__Directions for this task__
Write out the data below in full. Keep it exact.

__Excerpted data__
○ ○ ○ ○ ○ ○ ○
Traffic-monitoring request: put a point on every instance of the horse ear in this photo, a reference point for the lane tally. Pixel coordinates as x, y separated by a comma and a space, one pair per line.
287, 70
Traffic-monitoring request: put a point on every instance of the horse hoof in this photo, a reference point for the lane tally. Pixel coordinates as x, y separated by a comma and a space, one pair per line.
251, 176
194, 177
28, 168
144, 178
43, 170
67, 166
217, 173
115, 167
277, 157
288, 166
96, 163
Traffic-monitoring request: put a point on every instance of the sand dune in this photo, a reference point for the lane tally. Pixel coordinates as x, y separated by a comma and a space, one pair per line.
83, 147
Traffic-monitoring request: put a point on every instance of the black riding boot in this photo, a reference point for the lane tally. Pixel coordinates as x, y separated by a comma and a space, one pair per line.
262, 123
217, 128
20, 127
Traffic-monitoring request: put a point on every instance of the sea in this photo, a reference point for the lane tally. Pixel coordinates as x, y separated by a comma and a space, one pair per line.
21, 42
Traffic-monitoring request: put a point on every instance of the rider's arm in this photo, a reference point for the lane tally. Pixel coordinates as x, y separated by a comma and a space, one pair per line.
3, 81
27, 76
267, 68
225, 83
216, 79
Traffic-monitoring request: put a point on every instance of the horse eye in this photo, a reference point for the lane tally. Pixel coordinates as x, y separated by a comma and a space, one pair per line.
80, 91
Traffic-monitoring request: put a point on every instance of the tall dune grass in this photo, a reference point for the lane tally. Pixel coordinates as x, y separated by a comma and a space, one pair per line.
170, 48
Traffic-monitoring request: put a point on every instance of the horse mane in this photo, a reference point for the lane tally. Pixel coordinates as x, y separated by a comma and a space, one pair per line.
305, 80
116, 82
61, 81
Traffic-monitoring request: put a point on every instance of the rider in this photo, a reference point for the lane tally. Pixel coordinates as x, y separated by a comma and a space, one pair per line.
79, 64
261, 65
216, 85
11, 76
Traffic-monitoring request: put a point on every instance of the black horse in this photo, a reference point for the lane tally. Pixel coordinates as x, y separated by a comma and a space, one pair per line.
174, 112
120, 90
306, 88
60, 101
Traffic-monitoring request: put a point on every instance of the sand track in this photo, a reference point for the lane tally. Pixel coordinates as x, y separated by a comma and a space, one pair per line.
○ ○ ○ ○ ○ ○ ○
__Worked solution__
Traffic-monitoring request: put a point on every instance of the horse ear in this photo, a reference point for the lane tally. Pixel coordinates as x, y separated by a comma and a space, one pair per line.
287, 70
Traffic-monitoring request: put a point on every instance of the horse hoof in this photo, a reference point for the lane tally. Pixel coordinates as x, y separated by a comma and a space, one pair per line.
251, 176
194, 177
28, 168
144, 178
43, 170
67, 166
217, 173
115, 167
277, 157
288, 166
96, 163
Traffic-monitoring request: put a point on every instance of the sand dune in this photo, a reference point for the lane tally. Pixel coordinates as x, y separated by a comma and a space, one pair per line.
83, 147
Traffic-monitoring request: put a point on every instance of the black riding boot in this photo, a reference point for the lane tally. Pixel coordinates as x, y separated by a comma and a space, one pair per line.
262, 123
217, 128
20, 127
Traffic-monitoring request: put a point on every instance of the sea in this photo, a reference point for the lane tally. Pixel coordinates as x, y separated by a comma and a space, one pair per line.
21, 42
Traffic-monitoring request: put a point on every instance of the rider's arm in this photo, a reference point for the lane tally. Pixel coordinates as x, y separated by a comma and a space, one pair per line.
3, 81
27, 76
267, 68
225, 83
216, 79
Traffic-monitoring request: put a point on every instance of the horse eye in this photo, a reference point for the lane tally. Pixel coordinates as x, y separated by a comma and a space, one pair per line.
80, 91
Traffic-monitoring request: put a point on every instance of the tall dune grass in this photo, a reference point for the lane tally. Pixel coordinates as x, y separated by a comma and a space, one pair per line.
170, 48
Traffic-monitoring request: put a point on every instance of the horse mane in this photo, a reference point for the lane tally. Pixel coordinates as x, y separated by a comma and a space, one pair per line.
305, 80
116, 82
61, 81
Traffic-monitoring request: put a point on every instance of the rider in this photo, a reference point for the lane tally. Pixel coordinates as x, y separated by a comma and a space, one pair per line.
79, 64
261, 65
216, 85
11, 76
Traffic-monitoring request: put a point on every instance of the black horse in this photo, a reference point for the lane tally. Pixel coordinates as x, y separated by a comma and a space, one pair per line.
174, 112
120, 90
306, 88
60, 101
Traffic-monitoring request: put a point on every instance of the sand track in this photo, a reference point for the lane tally. Pixel coordinates as x, y separated by a comma and a space, one pair per line.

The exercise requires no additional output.